Required action: Gather each line containing the string "below" from these entries.

Data shown:
────────────────────

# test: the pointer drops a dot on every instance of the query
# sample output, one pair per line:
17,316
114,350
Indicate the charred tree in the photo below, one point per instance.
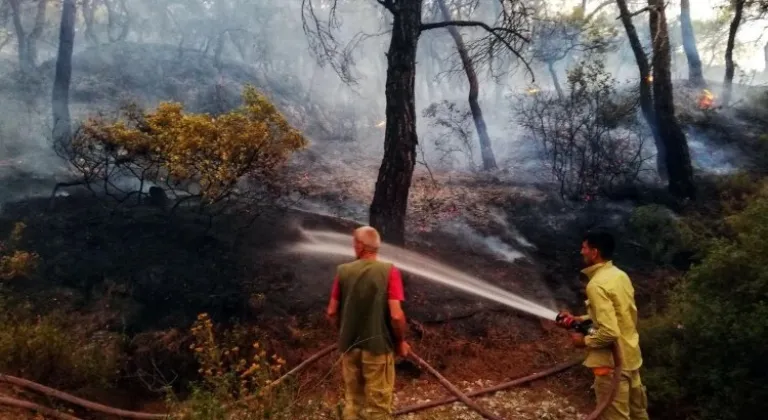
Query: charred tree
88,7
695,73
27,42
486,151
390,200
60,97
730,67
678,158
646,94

────────────────────

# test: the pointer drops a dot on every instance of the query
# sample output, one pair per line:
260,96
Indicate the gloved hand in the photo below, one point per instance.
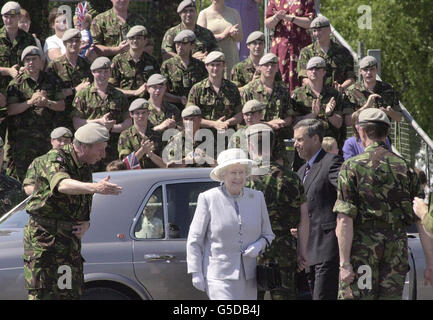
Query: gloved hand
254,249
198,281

────────────────────

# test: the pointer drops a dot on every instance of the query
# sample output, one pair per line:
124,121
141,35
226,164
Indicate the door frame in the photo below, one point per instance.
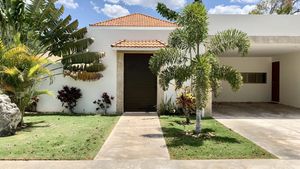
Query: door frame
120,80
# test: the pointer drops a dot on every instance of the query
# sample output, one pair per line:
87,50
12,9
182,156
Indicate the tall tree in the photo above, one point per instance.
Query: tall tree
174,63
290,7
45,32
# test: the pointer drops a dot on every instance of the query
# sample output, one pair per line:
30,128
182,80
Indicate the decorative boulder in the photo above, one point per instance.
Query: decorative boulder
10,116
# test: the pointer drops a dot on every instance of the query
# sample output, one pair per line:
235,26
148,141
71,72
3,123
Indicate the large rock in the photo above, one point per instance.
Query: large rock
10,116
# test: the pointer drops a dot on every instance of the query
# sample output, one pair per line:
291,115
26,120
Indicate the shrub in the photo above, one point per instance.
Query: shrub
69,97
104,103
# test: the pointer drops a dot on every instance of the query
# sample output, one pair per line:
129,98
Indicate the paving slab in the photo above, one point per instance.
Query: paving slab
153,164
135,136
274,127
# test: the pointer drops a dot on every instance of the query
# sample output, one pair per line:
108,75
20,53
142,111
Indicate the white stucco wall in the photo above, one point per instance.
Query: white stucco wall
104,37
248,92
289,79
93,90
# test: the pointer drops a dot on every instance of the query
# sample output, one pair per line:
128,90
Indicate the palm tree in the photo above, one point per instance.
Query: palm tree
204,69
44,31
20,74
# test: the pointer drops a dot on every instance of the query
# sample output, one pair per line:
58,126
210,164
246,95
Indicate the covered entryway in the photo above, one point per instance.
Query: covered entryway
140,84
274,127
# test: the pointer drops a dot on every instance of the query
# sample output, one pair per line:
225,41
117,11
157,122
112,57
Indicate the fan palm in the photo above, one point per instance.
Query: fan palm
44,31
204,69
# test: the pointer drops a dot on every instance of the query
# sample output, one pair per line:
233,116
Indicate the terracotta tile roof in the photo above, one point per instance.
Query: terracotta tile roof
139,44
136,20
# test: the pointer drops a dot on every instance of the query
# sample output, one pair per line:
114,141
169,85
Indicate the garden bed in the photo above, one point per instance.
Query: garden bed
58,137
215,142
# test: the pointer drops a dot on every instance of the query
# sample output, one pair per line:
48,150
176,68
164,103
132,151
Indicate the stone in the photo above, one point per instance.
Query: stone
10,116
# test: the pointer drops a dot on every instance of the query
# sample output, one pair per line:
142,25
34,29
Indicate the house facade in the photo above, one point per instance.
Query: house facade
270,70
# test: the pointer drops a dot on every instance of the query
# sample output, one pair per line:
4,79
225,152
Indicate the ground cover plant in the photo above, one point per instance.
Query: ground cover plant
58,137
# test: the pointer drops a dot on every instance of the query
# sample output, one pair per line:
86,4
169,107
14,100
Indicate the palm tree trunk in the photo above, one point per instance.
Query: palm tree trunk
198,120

────────────────────

Reply:
Indicate the charred tree in the photo below, one point per instance.
Indicate the gloved hand in the photo below, one point per instance.
Indicate the door frame in the photo below, one point per instance.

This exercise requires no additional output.